- Given problem A
Rewrite the entries from the line containing "Target: rubble-strewn floor" through the final entry, substituting "rock" for every "stone" and leaving everything else unchanged. Return only those lines.

- Text section
## Begin

The following table presents the activity for the deferred financing fees for the three months ended April 2, 2022 and April 3, 2021:
Deferred financing fees
Balance-January 1, 2022 $ 13,049
Amortization (692)
Balance-April 2, 2022 $ 12,357
Balance-January 2, 2021 $ 18,367
Amortization (836)
Balance-April 3, 2021 $ 17,531

Other-On January 15, 2015, the Company's wholly-owned subsidiary in British Columbia, Canada entered into an agreement with HSBC Bank Canada for a (i) $6.0 million Canadian dollar ("CAD") revolving credit commitment to be used for operating activities that bears interest per annum equal to the bank's prime rate plus 0.20%, (ii) $0.5 million CAD revolving credit commitment to be used for capital equipment that bears interest per annum at the bank's prime rate plus 0.90% and (iii) $0.3 million CAD revolving credit commitment to provide guarantees on behalf of that subsidiary. There were no amounts outstanding under this agreement as of April 2, 2022 or January 1, 2022, which may be terminated upon demand.

## End

- Given problem B
Continue the financial note on deferred financing fees and the credit agreement from where it stops.

- Supplied information
## Begin

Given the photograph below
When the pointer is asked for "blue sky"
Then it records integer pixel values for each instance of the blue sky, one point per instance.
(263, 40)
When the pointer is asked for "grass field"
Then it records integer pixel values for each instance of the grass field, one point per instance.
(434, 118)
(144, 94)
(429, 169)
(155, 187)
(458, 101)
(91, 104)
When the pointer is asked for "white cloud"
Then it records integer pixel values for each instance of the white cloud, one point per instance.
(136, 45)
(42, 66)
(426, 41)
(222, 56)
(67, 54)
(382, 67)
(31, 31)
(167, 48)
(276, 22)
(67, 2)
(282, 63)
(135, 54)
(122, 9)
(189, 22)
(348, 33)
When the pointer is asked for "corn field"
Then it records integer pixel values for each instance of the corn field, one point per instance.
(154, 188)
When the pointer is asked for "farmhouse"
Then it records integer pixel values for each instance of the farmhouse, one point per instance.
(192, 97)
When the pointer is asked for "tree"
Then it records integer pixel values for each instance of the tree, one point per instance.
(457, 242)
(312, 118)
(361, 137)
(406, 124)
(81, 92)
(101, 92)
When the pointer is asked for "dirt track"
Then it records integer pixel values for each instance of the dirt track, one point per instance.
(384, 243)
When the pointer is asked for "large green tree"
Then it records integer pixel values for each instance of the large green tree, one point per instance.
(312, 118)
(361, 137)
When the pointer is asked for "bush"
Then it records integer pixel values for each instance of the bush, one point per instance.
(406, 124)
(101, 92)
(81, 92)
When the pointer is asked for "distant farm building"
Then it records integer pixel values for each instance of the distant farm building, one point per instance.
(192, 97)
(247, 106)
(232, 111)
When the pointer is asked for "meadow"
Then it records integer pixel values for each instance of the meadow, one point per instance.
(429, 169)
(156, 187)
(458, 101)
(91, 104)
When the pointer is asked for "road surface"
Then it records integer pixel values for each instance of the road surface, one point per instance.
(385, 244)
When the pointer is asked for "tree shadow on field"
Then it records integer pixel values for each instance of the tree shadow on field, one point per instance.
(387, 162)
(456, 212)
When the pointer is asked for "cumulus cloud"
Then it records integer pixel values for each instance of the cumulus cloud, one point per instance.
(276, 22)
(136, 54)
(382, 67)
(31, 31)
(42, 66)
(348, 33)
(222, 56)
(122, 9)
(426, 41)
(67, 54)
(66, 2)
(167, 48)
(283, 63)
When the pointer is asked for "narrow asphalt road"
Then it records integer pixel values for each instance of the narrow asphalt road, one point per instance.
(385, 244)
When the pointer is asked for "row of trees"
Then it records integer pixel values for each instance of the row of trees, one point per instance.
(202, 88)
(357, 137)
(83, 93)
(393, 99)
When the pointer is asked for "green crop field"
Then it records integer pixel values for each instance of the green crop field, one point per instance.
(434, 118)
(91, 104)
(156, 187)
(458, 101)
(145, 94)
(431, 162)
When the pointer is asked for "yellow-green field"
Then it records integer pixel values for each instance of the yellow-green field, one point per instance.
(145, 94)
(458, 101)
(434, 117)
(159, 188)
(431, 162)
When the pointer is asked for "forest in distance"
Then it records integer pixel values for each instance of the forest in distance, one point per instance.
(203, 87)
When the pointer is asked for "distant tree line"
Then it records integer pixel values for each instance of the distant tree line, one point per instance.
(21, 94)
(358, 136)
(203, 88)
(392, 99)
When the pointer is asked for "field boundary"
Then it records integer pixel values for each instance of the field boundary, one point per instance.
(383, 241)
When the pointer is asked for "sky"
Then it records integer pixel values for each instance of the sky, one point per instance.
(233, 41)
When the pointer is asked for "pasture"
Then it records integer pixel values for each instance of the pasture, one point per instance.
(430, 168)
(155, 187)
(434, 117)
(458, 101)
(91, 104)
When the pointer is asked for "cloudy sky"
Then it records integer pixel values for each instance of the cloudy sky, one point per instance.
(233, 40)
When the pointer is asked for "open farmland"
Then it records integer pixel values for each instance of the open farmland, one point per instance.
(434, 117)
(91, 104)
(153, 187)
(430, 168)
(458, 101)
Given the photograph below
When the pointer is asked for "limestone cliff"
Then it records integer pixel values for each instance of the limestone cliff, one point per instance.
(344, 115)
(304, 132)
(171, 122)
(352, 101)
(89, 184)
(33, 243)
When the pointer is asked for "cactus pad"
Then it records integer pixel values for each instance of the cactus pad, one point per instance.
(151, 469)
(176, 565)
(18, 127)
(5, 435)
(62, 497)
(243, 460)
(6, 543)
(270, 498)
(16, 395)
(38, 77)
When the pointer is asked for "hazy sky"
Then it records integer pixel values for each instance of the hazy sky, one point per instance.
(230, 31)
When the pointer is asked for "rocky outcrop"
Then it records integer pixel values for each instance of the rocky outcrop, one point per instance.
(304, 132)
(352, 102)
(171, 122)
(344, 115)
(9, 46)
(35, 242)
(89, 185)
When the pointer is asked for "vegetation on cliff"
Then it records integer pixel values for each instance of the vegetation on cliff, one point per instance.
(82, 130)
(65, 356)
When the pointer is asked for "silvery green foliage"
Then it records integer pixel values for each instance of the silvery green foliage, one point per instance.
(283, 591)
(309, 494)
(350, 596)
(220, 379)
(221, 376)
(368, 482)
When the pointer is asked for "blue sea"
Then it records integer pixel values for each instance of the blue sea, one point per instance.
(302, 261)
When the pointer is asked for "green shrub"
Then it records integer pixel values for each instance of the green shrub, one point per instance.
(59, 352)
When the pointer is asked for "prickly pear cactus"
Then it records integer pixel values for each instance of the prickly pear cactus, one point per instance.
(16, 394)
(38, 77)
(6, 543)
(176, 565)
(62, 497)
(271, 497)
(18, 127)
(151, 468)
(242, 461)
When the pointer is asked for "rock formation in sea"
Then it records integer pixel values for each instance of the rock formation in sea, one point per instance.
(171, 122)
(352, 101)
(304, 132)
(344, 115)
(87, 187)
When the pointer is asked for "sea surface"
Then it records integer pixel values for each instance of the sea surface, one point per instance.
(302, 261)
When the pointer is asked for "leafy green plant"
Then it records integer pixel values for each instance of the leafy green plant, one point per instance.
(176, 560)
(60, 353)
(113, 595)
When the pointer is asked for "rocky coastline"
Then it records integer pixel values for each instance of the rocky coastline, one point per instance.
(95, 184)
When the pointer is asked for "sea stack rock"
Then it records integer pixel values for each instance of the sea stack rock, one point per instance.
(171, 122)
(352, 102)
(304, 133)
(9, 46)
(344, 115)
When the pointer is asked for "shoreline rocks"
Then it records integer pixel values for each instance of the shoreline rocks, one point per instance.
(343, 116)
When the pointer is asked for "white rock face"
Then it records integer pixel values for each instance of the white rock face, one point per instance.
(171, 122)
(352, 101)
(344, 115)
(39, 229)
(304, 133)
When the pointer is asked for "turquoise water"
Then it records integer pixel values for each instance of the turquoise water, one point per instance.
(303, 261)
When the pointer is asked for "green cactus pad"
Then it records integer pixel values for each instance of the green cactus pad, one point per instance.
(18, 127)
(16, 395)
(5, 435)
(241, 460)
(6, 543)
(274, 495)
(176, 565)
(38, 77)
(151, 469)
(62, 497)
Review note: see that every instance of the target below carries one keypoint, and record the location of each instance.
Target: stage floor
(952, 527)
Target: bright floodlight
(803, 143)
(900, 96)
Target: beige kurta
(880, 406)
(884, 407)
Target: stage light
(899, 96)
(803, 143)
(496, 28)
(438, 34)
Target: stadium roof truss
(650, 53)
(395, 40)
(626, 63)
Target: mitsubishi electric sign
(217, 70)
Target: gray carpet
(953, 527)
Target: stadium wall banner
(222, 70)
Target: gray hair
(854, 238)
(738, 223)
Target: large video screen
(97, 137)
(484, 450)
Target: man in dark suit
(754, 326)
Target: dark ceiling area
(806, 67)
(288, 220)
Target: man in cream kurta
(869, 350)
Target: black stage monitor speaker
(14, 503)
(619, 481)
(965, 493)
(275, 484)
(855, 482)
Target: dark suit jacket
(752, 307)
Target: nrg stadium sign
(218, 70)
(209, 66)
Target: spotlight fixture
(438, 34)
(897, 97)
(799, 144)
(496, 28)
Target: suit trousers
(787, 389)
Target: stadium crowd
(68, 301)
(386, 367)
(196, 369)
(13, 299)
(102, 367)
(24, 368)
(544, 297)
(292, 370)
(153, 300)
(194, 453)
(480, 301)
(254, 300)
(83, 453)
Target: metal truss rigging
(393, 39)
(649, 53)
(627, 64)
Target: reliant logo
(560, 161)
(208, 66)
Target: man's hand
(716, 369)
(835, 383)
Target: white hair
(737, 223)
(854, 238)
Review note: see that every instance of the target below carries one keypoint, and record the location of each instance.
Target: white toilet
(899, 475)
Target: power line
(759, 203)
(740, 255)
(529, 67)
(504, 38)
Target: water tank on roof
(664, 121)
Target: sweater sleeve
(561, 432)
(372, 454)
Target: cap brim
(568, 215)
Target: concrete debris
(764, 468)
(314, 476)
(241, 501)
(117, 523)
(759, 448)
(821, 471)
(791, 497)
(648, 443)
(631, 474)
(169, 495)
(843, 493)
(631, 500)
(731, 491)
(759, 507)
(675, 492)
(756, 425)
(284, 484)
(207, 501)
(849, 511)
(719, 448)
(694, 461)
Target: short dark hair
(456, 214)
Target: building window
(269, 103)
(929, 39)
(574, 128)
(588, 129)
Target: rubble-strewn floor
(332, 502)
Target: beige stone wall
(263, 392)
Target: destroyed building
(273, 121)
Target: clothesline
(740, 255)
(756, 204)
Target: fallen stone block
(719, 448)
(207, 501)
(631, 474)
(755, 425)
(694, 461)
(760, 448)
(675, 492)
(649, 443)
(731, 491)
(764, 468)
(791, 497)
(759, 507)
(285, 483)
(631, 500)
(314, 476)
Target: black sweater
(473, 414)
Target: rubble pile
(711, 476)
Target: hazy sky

## End

- Task answer A
Target: rubble-strewn floor
(332, 502)
Target: beige rock wall
(263, 392)
Target: destroyed building
(273, 121)
Target: clothesline
(740, 255)
(756, 204)
Target: fallen rock block
(719, 448)
(207, 501)
(631, 474)
(755, 425)
(694, 461)
(760, 448)
(675, 492)
(649, 443)
(731, 491)
(764, 468)
(791, 497)
(759, 507)
(285, 483)
(631, 500)
(314, 476)
Target: black sweater
(473, 414)
Target: rubble pile
(711, 476)
Target: hazy sky

- Task answer B
7.INCOME TAXES
Summit Inc.'s tax provision includes its proportional share of Summit Holdings' tax attributes. Summit Holdings' subsidiaries are primarily limited liability companies but do include certain entities organized as C corporations and a Canadian subsidiary. The tax attributes related to the limited liability companies are passed on to Summit Holdings and then to its partners, including Summit Inc. The tax attributes associated with the C corporation and Canadian subsidiaries are fully reflected in the Company's accounts.
Our income tax benefit was $4.7 million in the three months ended April 2, 2022 and our income tax benefit was $5.4 million in the three months ended April 3, 2021. The effective tax rate for Summit Inc. differs from the federal statutory tax rate primarily due to (1) state taxes, (2) tax depletion expense in excess of the expense recorded under U.S. GAAP, (3) basis differences in assets divested, (4) the minority interest in the Summit Holdings partnership that is allocated outside of the Company and (5) various other items such as limitations on meals and entertainment, certain stock compensation and other costs.
As of April 2, 2022 and January 1, 2022, Summit Inc. had a valuation allowance of $1.7 million, which relates to certain deferred tax assets in taxable entities where realization is not more likely than not.

No material interest or penalties were recognized in income tax expense during the three months ended April 2, 2022 and April 3, 2021.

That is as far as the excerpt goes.